• _Provided data_:
══════

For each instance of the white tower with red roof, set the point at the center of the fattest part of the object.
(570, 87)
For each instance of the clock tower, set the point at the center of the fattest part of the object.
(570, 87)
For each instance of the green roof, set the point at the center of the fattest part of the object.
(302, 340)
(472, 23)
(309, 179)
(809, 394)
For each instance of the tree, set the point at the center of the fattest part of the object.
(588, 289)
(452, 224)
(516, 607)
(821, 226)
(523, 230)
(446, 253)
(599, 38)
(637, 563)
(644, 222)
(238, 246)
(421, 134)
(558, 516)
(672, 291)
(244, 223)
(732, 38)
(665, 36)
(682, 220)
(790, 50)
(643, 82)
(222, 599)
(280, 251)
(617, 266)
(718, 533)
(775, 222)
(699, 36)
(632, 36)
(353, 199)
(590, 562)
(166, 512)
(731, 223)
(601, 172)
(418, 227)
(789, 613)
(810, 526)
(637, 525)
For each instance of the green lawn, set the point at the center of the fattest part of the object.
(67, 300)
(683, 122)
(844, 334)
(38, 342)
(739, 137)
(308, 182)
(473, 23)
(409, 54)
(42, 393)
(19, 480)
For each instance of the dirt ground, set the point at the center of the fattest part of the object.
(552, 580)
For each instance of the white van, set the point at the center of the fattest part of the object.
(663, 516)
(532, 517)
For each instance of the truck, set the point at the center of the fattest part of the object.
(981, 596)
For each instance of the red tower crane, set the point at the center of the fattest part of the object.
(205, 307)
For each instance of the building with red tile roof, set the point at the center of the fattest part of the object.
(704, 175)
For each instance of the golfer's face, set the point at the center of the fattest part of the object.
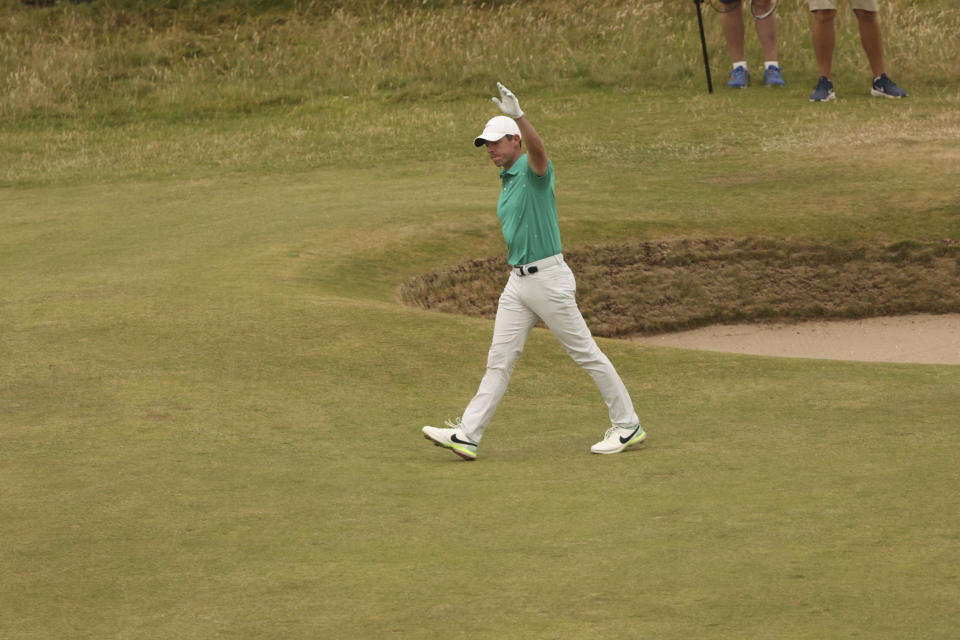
(503, 152)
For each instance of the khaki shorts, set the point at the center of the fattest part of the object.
(866, 5)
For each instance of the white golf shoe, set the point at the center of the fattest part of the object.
(452, 438)
(616, 439)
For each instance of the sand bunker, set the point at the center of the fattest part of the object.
(924, 339)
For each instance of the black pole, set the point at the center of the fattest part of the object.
(703, 43)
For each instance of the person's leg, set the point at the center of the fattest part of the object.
(766, 29)
(824, 40)
(731, 22)
(871, 39)
(510, 331)
(553, 298)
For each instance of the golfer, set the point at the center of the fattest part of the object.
(540, 285)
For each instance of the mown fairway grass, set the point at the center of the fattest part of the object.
(210, 393)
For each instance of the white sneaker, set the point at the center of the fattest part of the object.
(616, 439)
(452, 439)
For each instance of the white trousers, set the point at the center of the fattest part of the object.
(548, 294)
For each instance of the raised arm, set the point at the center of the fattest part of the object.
(536, 151)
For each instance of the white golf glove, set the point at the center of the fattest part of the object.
(508, 102)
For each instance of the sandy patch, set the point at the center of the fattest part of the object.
(924, 339)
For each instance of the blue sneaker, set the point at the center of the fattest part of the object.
(823, 91)
(883, 87)
(739, 78)
(773, 77)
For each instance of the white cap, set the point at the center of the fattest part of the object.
(497, 127)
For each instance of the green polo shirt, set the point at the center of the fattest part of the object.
(528, 213)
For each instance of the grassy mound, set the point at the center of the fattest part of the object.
(652, 287)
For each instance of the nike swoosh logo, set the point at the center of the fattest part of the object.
(459, 441)
(630, 437)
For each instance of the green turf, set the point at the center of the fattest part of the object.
(210, 394)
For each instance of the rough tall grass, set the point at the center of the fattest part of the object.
(179, 59)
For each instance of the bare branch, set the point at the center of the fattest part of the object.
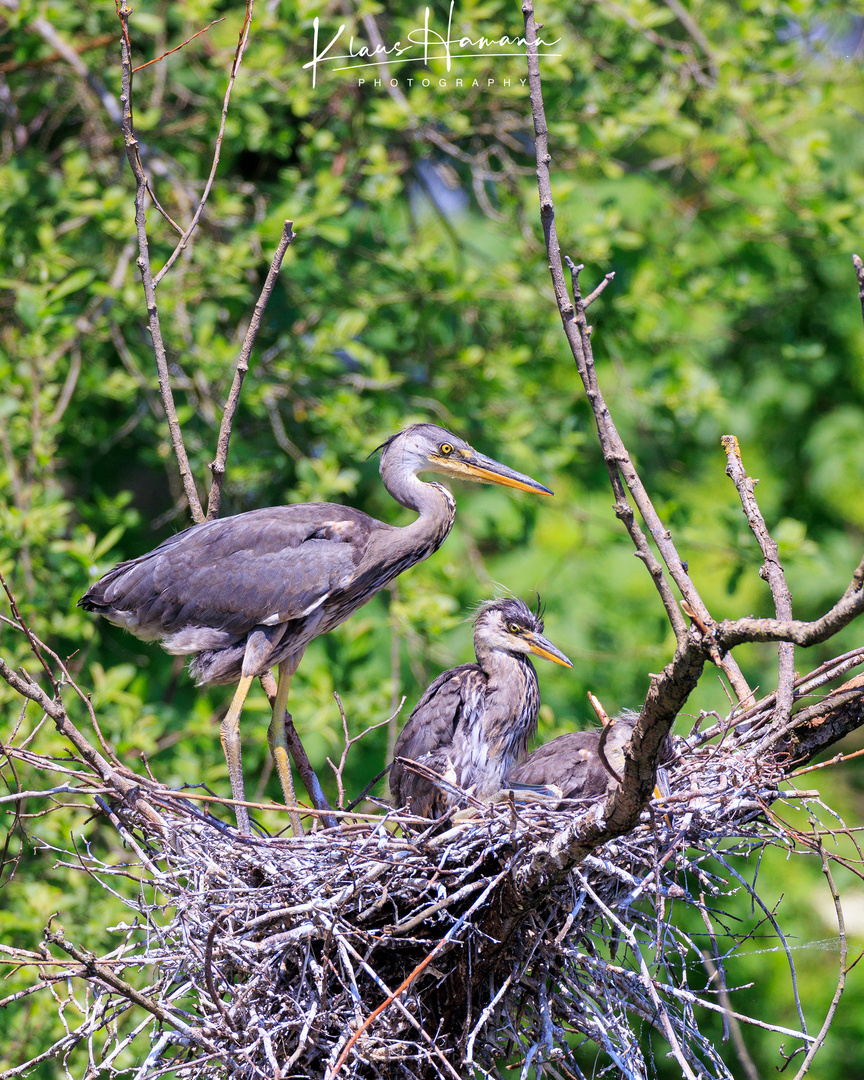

══════

• _Exercise objective_: Can you put every line of the material above into a Markdown table with the columns "Row" and "Material line," numbering each row and skipping blank lines? Leave the pictures out.

• _Exercise response_:
| Row | Material line |
|---|---|
| 1 | For each instance of the white tower with red roof, set the point at the center of the fattest part of the object. |
| 2 | (570, 87) |
| 3 | For each instance of the clock tower, set the point at the center of the fattest part of the object. |
| 4 | (570, 87) |
| 5 | For each instance of the green roof, set the point at the center of the fattest part of the object. |
| 6 | (302, 340) |
| 7 | (472, 23) |
| 8 | (309, 179) |
| 9 | (809, 394) |
| 10 | For each instance of the tree, set the point at the center of the fattest part of the object. |
| 11 | (588, 289) |
| 12 | (452, 224) |
| 13 | (516, 607) |
| 14 | (821, 226) |
| 15 | (523, 230) |
| 16 | (446, 253) |
| 17 | (599, 38) |
| 18 | (637, 563) |
| 19 | (644, 222) |
| 20 | (238, 246) |
| 21 | (421, 134) |
| 22 | (558, 516) |
| 23 | (672, 291) |
| 24 | (244, 223) |
| 25 | (732, 38) |
| 26 | (665, 36) |
| 27 | (682, 220) |
| 28 | (790, 50) |
| 29 | (643, 82) |
| 30 | (222, 599) |
| 31 | (280, 251) |
| 32 | (617, 266) |
| 33 | (718, 533) |
| 34 | (775, 222) |
| 35 | (699, 36) |
| 36 | (632, 36) |
| 37 | (353, 199) |
| 38 | (590, 562) |
| 39 | (166, 512) |
| 40 | (731, 223) |
| 41 | (601, 172) |
| 42 | (418, 227) |
| 43 | (789, 613) |
| 44 | (810, 526) |
| 45 | (637, 525) |
| 46 | For each instance of the green lawn, set the point at the center of the fattest part of the object. |
| 47 | (67, 300) |
| 48 | (683, 122) |
| 49 | (844, 334) |
| 50 | (38, 342) |
| 51 | (739, 137) |
| 52 | (308, 182) |
| 53 | (473, 23) |
| 54 | (409, 54) |
| 55 | (42, 393) |
| 56 | (19, 480) |
| 57 | For each instance of the dirt ground, set the point at the center of the fattest part of the object. |
| 58 | (552, 580) |
| 59 | For each instance of the white van, set the point at the center of the fattest part of the object. |
| 60 | (663, 516) |
| 61 | (532, 517) |
| 62 | For each instance of the truck, set the point at the center of the fattest part of the object. |
| 63 | (981, 596) |
| 64 | For each instance of the red tower crane, set the point at the center of the fattest part of the object. |
| 65 | (205, 307) |
| 66 | For each instance of the building with red tile roof, set the point at the center of the fattest part of the object. |
| 67 | (704, 175) |
| 68 | For each instance of the golfer's face, set the point at the center of the fattest part of the object. |
| 69 | (503, 152) |
| 70 | For each instance of the khaki shorts, set the point at the center of the fattest part of the object. |
| 71 | (866, 5) |
| 72 | For each instance of the white golf shoe, set the point at the center of the fattest part of the object. |
| 73 | (452, 438) |
| 74 | (616, 439) |
| 75 | For each instance of the sand bunker, set the point at the center of the fattest part of the object. |
| 76 | (924, 339) |
| 77 | For each instance of the black pole, set the point at the center of the fattest part of the object. |
| 78 | (703, 43) |
| 79 | For each instance of the person's leg, set the point at the center of the fattest part of the object. |
| 80 | (766, 29) |
| 81 | (824, 40) |
| 82 | (731, 22) |
| 83 | (871, 39) |
| 84 | (510, 331) |
| 85 | (553, 298) |
| 86 | For each instance of the golfer, set the point at the center of the fattest part of the object. |
| 87 | (540, 285) |
| 88 | For each instance of the mown fairway grass, set the point at the center of the fattest part of the object. |
| 89 | (210, 393) |
| 90 | For each instance of the white sneaker, set the point at the center of the fattest part of the object. |
| 91 | (616, 439) |
| 92 | (452, 439) |
| 93 | For each instance of the white trousers, set the point at the center of the fattest part of the object. |
| 94 | (548, 294) |
| 95 | For each instance of the raised arm, set the point at the center of the fattest part of the object. |
| 96 | (536, 151) |
| 97 | For each instance of the white golf glove, set the point at the center of the fattest part of the object. |
| 98 | (508, 102) |
| 99 | For each instance of the sandy patch, set the point at the center of the fattest part of the object. |
| 100 | (924, 339) |
| 101 | For each instance of the blue sneaker, set the point at the center of the fattest part of the object. |
| 102 | (823, 91) |
| 103 | (883, 87) |
| 104 | (739, 78) |
| 105 | (773, 77) |
| 106 | For each instance of the white cap, set the point at the center of the fattest part of the object. |
| 107 | (497, 127) |
| 108 | For each instance of the green polo shirt, set the point at the center of the fattest part of the object. |
| 109 | (528, 213) |
| 110 | For each instance of the grassy mound, set the point at the center of the fattest part of the object. |
| 111 | (652, 287) |
| 112 | For each instance of the nike swoosh logo, set the point at the center of the fattest part of the object. |
| 113 | (459, 441) |
| 114 | (630, 437) |
| 115 | For each instance of the green turf, set the point at the center of the fattest part of the object. |
| 116 | (210, 394) |
| 117 | For each instance of the rough tall grass, set the point at the center of the fattest part of the object. |
| 118 | (179, 59) |
| 119 | For each instance of the bare branch, set the point at the center of the fattest part of the object. |